— Instructions for the task —
Rewrite the lines of every record below, swapping "front leg" for "hind leg" and keeping everything else the same. Don't include the pictures.

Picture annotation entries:
Begin
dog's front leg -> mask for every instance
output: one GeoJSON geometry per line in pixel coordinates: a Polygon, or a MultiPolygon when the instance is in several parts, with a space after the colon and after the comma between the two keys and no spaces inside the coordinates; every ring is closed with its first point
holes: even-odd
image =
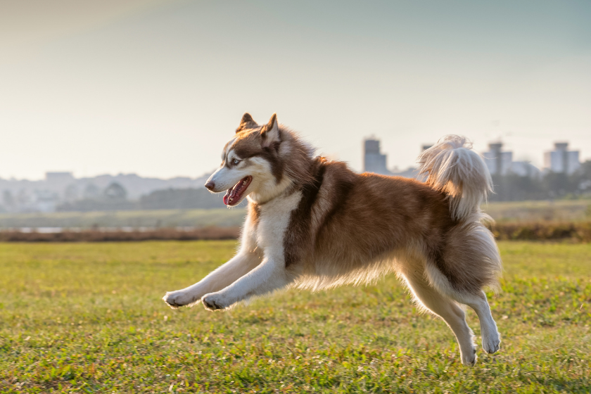
{"type": "Polygon", "coordinates": [[[284,288],[293,280],[282,258],[265,258],[256,268],[226,288],[203,296],[201,302],[209,310],[225,309],[239,301],[284,288]]]}
{"type": "Polygon", "coordinates": [[[241,251],[196,284],[182,290],[167,292],[163,300],[173,309],[192,306],[203,295],[224,288],[249,272],[261,260],[262,256],[257,252],[241,251]]]}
End
— Exercise answer —
dog's hind leg -> mask for every instance
output: one GeoJSON geometry per line in pixel coordinates: a Polygon, or a MultiPolygon when the instance is in several parts, with a space after the colon and after the comma between the two keys and no spaces inside the coordinates; every ring is closed with its first point
holes: even-odd
image =
{"type": "Polygon", "coordinates": [[[284,288],[293,280],[282,258],[265,258],[256,268],[226,288],[203,296],[201,302],[209,310],[225,309],[239,301],[284,288]]]}
{"type": "Polygon", "coordinates": [[[241,251],[196,284],[182,290],[167,292],[163,300],[173,309],[192,306],[203,295],[224,288],[249,272],[261,260],[262,256],[257,252],[241,251]]]}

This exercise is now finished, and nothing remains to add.